Aim:
Turn the stretch from the start of the records through the line containing "[260,88,353,175]" into a numbered list, including both ends and skipping blank lines. Leave the pictures out of your answer.

* START Stored data *

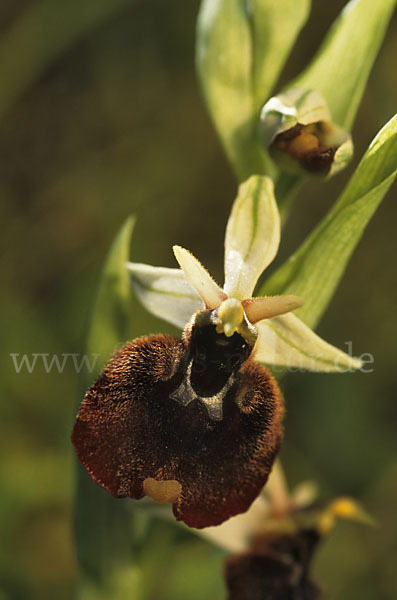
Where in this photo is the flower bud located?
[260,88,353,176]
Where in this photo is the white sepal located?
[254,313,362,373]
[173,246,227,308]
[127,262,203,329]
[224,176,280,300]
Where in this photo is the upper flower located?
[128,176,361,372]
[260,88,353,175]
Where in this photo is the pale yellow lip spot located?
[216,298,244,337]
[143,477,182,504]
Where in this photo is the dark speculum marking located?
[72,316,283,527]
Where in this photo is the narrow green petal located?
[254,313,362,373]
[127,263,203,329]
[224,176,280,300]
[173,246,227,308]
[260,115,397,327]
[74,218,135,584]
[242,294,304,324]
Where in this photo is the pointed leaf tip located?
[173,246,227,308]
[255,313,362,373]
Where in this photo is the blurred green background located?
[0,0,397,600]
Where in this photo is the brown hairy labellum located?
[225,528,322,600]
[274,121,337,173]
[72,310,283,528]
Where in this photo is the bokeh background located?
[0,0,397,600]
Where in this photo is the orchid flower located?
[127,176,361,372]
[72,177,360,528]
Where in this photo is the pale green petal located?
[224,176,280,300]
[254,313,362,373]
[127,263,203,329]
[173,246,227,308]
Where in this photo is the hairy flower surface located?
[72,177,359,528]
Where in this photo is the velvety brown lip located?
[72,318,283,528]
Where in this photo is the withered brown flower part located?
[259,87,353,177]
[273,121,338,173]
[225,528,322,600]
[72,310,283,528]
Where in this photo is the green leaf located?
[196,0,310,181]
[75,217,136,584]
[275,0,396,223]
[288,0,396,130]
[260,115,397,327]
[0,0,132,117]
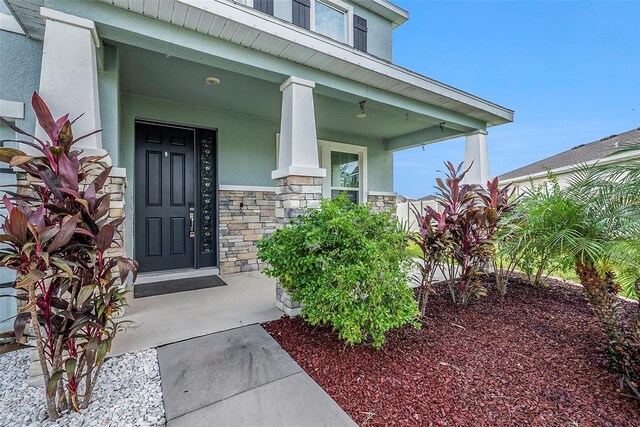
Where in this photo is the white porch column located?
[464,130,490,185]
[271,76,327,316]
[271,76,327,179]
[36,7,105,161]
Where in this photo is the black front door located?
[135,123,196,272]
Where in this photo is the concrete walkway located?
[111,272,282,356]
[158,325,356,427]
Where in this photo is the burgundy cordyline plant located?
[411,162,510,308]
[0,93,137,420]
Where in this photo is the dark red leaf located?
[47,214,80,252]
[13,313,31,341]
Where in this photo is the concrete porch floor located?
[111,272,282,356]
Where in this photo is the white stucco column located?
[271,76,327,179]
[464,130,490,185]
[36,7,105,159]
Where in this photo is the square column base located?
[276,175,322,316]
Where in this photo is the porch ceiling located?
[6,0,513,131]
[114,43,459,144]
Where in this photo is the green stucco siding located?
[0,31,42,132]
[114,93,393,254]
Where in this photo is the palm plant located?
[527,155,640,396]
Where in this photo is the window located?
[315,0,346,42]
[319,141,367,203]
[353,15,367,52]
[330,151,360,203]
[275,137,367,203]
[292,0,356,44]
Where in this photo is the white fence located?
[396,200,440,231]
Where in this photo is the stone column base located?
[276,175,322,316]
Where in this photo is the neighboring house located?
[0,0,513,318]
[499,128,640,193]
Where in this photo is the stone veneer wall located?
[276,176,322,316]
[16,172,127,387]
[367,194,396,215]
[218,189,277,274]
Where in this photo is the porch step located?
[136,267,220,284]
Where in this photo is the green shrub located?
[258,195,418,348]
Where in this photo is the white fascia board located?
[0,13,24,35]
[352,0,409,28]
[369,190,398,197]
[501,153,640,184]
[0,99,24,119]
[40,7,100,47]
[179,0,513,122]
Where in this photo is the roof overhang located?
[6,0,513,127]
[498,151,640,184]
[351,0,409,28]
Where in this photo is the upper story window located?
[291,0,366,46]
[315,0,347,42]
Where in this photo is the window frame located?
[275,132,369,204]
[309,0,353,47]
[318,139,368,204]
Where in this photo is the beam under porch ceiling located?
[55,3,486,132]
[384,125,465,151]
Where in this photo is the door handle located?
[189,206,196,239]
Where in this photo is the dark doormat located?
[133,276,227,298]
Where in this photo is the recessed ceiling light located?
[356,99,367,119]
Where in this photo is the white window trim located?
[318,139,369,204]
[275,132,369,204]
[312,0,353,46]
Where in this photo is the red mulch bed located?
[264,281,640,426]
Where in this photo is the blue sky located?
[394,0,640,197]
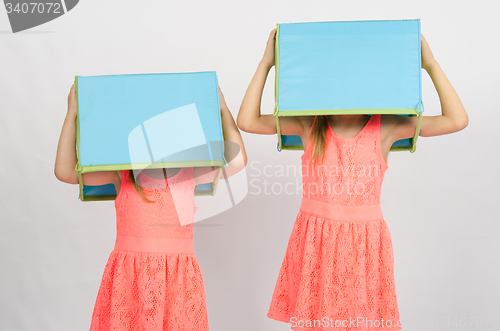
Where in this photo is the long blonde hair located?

* END Stored data *

Answer for this exercise:
1. Where in this photo is the flower bud located?
2. [260,88,353,176]
3. Where in this photo is the white sepal located?
4. [254,313,362,373]
5. [173,246,227,308]
6. [127,262,203,329]
7. [224,176,280,300]
8. Where in this photo is the upper flower located?
9. [128,176,361,372]
10. [260,88,353,175]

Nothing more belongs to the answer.